• **WORK ORDER**:
Please return each record exactly as it stands.

-- INPUT RECORDS follows --

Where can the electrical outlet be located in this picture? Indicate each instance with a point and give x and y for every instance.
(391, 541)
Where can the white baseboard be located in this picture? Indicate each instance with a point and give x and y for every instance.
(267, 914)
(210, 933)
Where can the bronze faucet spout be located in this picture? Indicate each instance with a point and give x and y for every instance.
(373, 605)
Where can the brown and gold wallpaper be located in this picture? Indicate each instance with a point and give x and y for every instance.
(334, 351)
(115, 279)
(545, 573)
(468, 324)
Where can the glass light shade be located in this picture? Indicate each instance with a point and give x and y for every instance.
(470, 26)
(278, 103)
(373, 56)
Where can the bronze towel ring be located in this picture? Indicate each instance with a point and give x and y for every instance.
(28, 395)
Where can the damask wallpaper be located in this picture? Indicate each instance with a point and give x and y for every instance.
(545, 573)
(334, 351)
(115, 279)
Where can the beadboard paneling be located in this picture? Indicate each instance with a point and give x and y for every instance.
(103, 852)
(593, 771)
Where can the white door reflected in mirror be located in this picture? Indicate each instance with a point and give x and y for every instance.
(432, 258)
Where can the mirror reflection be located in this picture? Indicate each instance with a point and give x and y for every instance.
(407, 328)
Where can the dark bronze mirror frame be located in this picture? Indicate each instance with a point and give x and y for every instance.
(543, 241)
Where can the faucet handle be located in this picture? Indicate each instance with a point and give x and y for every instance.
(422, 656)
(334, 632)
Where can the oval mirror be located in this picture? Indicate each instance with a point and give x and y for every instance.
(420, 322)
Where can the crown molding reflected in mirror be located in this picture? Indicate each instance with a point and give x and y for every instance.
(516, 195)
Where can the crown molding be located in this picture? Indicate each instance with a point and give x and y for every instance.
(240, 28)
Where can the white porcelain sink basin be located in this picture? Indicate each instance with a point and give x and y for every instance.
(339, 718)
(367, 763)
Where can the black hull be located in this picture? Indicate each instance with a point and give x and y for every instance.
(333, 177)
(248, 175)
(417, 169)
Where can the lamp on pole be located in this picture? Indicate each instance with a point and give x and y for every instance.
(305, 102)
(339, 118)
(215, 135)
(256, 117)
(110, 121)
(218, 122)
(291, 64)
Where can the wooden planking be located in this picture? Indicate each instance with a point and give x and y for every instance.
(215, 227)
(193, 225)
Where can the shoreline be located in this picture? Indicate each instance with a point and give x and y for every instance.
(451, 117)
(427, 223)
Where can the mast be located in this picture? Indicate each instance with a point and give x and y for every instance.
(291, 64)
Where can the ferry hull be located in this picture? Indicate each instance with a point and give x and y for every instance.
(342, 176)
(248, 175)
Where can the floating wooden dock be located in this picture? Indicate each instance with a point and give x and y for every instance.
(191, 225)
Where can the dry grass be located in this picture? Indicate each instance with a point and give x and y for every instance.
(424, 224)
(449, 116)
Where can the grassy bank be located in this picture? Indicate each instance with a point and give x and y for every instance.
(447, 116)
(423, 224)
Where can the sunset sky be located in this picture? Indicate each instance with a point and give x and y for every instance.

-- INPUT RECORDS concluded --

• **RESULT BELOW**:
Where can the electrical outlet be located in this picture? Indicate each instance with a point and give x and y for every instance.
(391, 541)
Where can the white baseboard be located in this picture? Indicate each instance with a point and give x and y for every instance.
(267, 914)
(210, 933)
Where can the bronze faucet spout be located in this picture? Indicate each instance with a point and give x and y for every instance.
(373, 605)
Where can the brown and gold wallpaper be located in this picture? Indicate each instance with a point and give x and y for every instance.
(334, 351)
(115, 279)
(545, 573)
(468, 324)
Where can the glass light shade be located in this picture? Indicate each instance with a point and give x and y for every instance.
(470, 26)
(278, 103)
(373, 56)
Where can the bronze towel ring be located in this picture? Indicate each instance with a point and give x and y for every instance.
(28, 395)
Where can the damask wallpaper be located in this picture? Indicate each instance with a point and give x and y for every instance.
(545, 573)
(334, 351)
(115, 279)
Where can the beadboard paneling be located in this picture? Indicate each instance with a point and give x and y for every instance.
(103, 852)
(593, 771)
Where can the white door reflected in mirror be located in this picture? Indicate each instance with a point and give x and y for every instance.
(432, 258)
Where can the mirror reflection be located in this picture? Indicate each instance with a point and give x and y for every instance.
(407, 328)
Where can the dark bronze mirror frame be located in this picture? Indicate each instance with a point and give x and y for every instance.
(543, 241)
Where can the faucet handle be located in this picture? Indicate each instance with a point and give x and y for every instance.
(422, 656)
(334, 632)
Where can the oval mirror be located in this picture? Indicate each instance with a point and give x and y for every instance.
(420, 322)
Where can the crown molding reflected in mirror be located in this picture? Indicate each instance with a point and give x and y for every instance.
(516, 195)
Where can the crown molding be located in this picture? Indicate each instance with a point and give x and y for every instance.
(240, 28)
Where can the white porcelain sink basin be located in this picture? Indicate each instance with a point and give x and y for every instance.
(339, 718)
(367, 763)
Where can the black hull be located in this picture? Indicate each instance with a point and give x and y for every instance.
(333, 177)
(248, 175)
(417, 169)
Where can the lamp on pole be located in this picture? Indicate each instance with a point and give x and y for every instance.
(305, 102)
(339, 118)
(215, 135)
(256, 117)
(110, 121)
(218, 122)
(291, 64)
Where can the wooden planking be located in this picture? Indicate each instance with a point and give x and y for every instance.
(215, 227)
(193, 225)
Where can the shoreline be located in this picture? Indicate each instance with a point and give x and y for every instance.
(451, 117)
(427, 223)
Where can the mast be located in this picture? Indicate each instance with a point and give x and y for every instance.
(291, 64)
Where can the ferry hull be located in this picture? Indicate each instance with a point and give x and y for every instance.
(342, 176)
(248, 175)
Where can the floating wooden dock be located in this picture? Indicate each instance with a point and give x and y for every instance.
(191, 225)
Where can the dry grass be located in this picture? Indicate each instance with a point and give x and y for every instance.
(424, 224)
(449, 116)
Where can the grassy bank be located in this picture? Indicate each instance with a point and give x and y for every instance.
(447, 116)
(423, 224)
Where can the sunset sky be located in this picture? Indicate each instance with a point and give x and y for every instance.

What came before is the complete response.